# Exercise input
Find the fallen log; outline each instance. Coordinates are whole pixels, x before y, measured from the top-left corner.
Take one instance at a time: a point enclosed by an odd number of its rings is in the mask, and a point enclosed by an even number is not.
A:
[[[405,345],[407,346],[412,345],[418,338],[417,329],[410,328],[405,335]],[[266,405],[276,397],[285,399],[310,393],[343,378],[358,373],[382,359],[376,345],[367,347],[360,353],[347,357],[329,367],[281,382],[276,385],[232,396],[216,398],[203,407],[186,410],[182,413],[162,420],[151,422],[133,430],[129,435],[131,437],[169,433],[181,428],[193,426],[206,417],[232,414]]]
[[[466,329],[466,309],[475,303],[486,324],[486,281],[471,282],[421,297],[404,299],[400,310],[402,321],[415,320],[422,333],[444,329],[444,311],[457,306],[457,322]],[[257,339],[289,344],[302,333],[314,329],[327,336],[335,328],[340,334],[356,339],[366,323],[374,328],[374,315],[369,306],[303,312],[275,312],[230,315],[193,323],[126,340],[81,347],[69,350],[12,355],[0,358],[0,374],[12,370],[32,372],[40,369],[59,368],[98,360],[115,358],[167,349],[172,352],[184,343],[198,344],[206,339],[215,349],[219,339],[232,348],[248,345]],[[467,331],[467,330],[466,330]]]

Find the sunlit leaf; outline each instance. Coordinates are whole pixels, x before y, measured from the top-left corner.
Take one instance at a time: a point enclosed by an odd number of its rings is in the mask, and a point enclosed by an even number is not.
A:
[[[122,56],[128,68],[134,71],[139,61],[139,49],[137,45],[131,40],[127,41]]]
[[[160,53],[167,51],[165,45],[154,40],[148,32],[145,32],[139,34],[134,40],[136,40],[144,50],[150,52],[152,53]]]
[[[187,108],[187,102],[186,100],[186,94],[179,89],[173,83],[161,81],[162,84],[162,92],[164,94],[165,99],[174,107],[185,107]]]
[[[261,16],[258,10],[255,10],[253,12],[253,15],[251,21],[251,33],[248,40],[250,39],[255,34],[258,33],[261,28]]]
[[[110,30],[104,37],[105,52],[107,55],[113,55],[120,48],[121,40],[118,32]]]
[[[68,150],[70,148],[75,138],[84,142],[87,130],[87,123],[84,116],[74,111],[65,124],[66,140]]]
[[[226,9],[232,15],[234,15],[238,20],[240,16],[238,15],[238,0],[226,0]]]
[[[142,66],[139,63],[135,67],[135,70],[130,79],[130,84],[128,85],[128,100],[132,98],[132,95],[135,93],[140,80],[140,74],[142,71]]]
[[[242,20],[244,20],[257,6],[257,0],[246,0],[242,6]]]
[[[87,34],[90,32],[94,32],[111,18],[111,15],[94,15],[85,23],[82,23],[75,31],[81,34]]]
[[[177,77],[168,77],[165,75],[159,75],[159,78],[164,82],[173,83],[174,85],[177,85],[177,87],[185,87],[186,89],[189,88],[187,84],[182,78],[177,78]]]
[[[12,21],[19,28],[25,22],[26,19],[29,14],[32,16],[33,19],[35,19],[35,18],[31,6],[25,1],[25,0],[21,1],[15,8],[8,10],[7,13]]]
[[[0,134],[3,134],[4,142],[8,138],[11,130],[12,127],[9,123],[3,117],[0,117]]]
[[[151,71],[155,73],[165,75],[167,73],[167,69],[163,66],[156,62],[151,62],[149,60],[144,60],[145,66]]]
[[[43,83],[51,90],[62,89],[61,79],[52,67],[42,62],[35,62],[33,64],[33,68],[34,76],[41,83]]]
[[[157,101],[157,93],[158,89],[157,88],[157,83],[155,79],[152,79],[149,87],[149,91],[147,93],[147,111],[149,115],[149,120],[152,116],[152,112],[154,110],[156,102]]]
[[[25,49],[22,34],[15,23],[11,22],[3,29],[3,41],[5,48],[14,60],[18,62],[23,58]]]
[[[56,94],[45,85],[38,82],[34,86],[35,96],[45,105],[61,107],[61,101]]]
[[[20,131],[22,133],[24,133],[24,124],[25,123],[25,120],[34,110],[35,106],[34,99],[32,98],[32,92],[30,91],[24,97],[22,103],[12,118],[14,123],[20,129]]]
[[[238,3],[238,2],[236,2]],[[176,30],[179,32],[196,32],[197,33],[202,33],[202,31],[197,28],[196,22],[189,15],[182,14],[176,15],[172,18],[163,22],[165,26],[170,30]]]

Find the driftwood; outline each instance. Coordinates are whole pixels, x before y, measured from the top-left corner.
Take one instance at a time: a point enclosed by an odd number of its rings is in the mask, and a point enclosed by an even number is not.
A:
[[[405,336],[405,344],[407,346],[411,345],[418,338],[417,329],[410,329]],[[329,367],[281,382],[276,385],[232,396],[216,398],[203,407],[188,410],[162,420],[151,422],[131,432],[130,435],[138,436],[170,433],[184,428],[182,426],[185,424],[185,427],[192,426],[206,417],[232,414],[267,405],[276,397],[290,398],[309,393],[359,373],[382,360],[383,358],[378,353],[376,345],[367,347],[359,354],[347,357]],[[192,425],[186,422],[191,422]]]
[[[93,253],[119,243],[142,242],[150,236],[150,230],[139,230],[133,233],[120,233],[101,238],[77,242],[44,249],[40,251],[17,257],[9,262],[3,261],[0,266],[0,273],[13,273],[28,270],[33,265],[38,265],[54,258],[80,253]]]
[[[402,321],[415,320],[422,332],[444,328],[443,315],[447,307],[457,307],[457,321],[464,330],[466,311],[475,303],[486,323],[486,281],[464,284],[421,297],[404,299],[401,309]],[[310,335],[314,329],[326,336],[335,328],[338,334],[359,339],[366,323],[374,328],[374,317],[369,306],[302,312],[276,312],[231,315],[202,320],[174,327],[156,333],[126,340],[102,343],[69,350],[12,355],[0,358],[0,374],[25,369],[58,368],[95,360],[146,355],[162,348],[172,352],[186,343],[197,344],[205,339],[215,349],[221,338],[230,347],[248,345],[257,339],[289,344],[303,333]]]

# What is needed
Emit the records above again, exactly, with no line skipped.

# Answer to the exercise
Find the fallen log; outline each instance. Coordinates are whole pixels, x before y, measured from the top-left corner.
Take one instance at a time: a point enclosed by an odd number of its rings is in the mask, and a point enclosed by an even number is not.
A:
[[[405,345],[407,346],[412,345],[418,338],[417,329],[410,328],[405,335]],[[266,405],[276,397],[285,399],[310,393],[343,378],[358,373],[382,359],[376,345],[367,347],[360,353],[347,357],[329,367],[281,382],[276,385],[232,396],[216,398],[203,407],[186,410],[182,413],[162,420],[151,422],[133,430],[129,435],[131,437],[169,433],[181,428],[193,426],[206,417],[232,414]]]
[[[466,329],[466,309],[475,303],[486,324],[486,281],[471,282],[421,297],[404,299],[400,310],[402,321],[415,320],[422,333],[444,329],[444,311],[457,306],[457,322]],[[257,339],[289,344],[302,333],[314,329],[327,336],[335,328],[340,334],[356,339],[366,323],[374,328],[374,315],[369,306],[303,312],[275,312],[230,315],[193,323],[126,340],[81,347],[69,350],[12,355],[0,358],[0,374],[12,370],[32,372],[40,369],[59,368],[98,360],[115,358],[167,349],[172,352],[184,343],[198,344],[206,339],[215,349],[219,339],[232,348],[248,345]],[[467,331],[467,330],[466,330]]]

Find the sunlit leaf; outline each instance. Coordinates are whole pixels, x before y, measured from the top-left corner.
Take one instance at a time: a point enclosed by an odd number of its rings is in the mask, and a point enclosed by an even number is not.
A:
[[[122,56],[128,68],[134,71],[139,61],[139,49],[137,45],[131,40],[127,41]]]
[[[160,53],[167,51],[165,45],[154,40],[148,32],[145,32],[139,34],[134,40],[136,40],[144,50],[150,52],[152,53]]]
[[[187,108],[187,102],[186,100],[186,94],[179,89],[173,83],[161,81],[162,84],[162,92],[164,94],[165,99],[174,107],[185,107]]]
[[[261,16],[258,10],[255,10],[253,12],[253,15],[251,21],[251,33],[248,40],[250,39],[255,34],[258,33],[261,28]]]
[[[110,30],[104,37],[105,52],[107,55],[113,55],[120,48],[121,40],[118,32]]]
[[[68,150],[70,148],[75,138],[84,142],[87,130],[87,123],[84,116],[74,111],[65,124],[66,140]]]
[[[226,9],[232,15],[234,15],[238,20],[240,16],[238,15],[238,0],[226,0]]]
[[[142,66],[139,63],[135,67],[135,70],[130,79],[130,84],[128,85],[128,100],[132,98],[132,95],[135,93],[140,80],[140,74],[142,71]]]
[[[242,20],[244,20],[257,6],[257,0],[246,0],[242,6]]]
[[[87,34],[90,32],[94,32],[111,18],[111,15],[94,15],[85,23],[82,23],[75,31],[81,34]]]
[[[177,77],[168,77],[165,75],[159,75],[159,78],[164,82],[173,83],[174,85],[177,85],[177,87],[185,87],[186,89],[189,88],[187,84],[182,78],[177,78]]]
[[[12,21],[19,28],[25,22],[26,19],[29,14],[32,16],[33,19],[35,19],[35,18],[31,6],[25,1],[25,0],[21,1],[15,8],[8,10],[7,13]]]
[[[0,134],[3,134],[4,142],[8,138],[11,130],[12,127],[9,123],[3,117],[0,117]]]
[[[151,71],[155,73],[165,75],[167,73],[167,69],[163,66],[156,62],[151,62],[149,60],[144,60],[145,66]]]
[[[43,83],[51,90],[62,89],[61,79],[52,67],[42,62],[35,62],[33,64],[33,68],[34,76],[41,83]]]
[[[157,101],[157,93],[158,89],[157,88],[157,83],[155,79],[152,79],[149,87],[149,91],[147,93],[147,111],[149,115],[149,120],[152,116],[152,112],[154,110],[156,102]]]
[[[25,49],[22,34],[15,23],[11,22],[3,29],[3,41],[5,48],[14,60],[18,62],[23,58]]]
[[[56,94],[45,85],[38,82],[34,86],[35,96],[45,105],[61,107],[61,101]]]
[[[20,131],[22,133],[24,133],[24,124],[25,123],[25,120],[34,110],[35,106],[34,99],[32,98],[32,92],[30,91],[24,97],[22,103],[12,118],[14,123],[20,129]]]
[[[238,3],[238,2],[236,2]],[[176,30],[179,32],[196,32],[197,33],[202,33],[202,31],[197,28],[196,22],[189,15],[182,14],[176,15],[172,18],[163,22],[165,26],[170,30]]]

Find the driftwood; outline each instance. Coordinates are whole pixels, x before y, measured from the top-left corner.
Take one instance at a time: a point enclosed by an odd number of its rings is in the mask, and a point enclosed by an even number is not.
A:
[[[405,336],[405,344],[407,346],[411,345],[418,338],[417,329],[410,329]],[[329,367],[281,382],[276,385],[232,396],[216,398],[203,407],[188,410],[162,420],[151,422],[131,432],[130,435],[138,436],[170,433],[184,428],[182,426],[185,424],[185,427],[192,426],[206,417],[232,414],[267,405],[276,397],[290,398],[309,393],[359,373],[382,360],[383,358],[378,353],[376,345],[367,347],[359,354],[347,357]],[[192,425],[186,422],[191,422]]]
[[[93,253],[119,243],[142,242],[150,236],[150,230],[139,230],[133,233],[120,233],[101,238],[77,242],[44,249],[40,251],[17,257],[9,262],[3,261],[0,266],[0,273],[13,273],[28,270],[33,265],[38,265],[54,258],[80,253]]]
[[[402,321],[415,320],[422,332],[444,328],[443,315],[447,307],[457,307],[457,321],[464,330],[466,311],[475,303],[486,323],[486,281],[464,284],[421,297],[404,299],[401,309]],[[310,335],[314,329],[326,336],[335,328],[338,334],[359,339],[366,323],[374,328],[374,317],[369,306],[302,312],[276,312],[231,315],[202,320],[174,327],[156,333],[126,340],[102,343],[69,350],[12,355],[0,358],[0,374],[25,369],[58,368],[95,360],[146,355],[162,348],[172,352],[186,343],[197,344],[205,339],[215,349],[221,338],[230,347],[248,345],[257,339],[289,344],[303,333]]]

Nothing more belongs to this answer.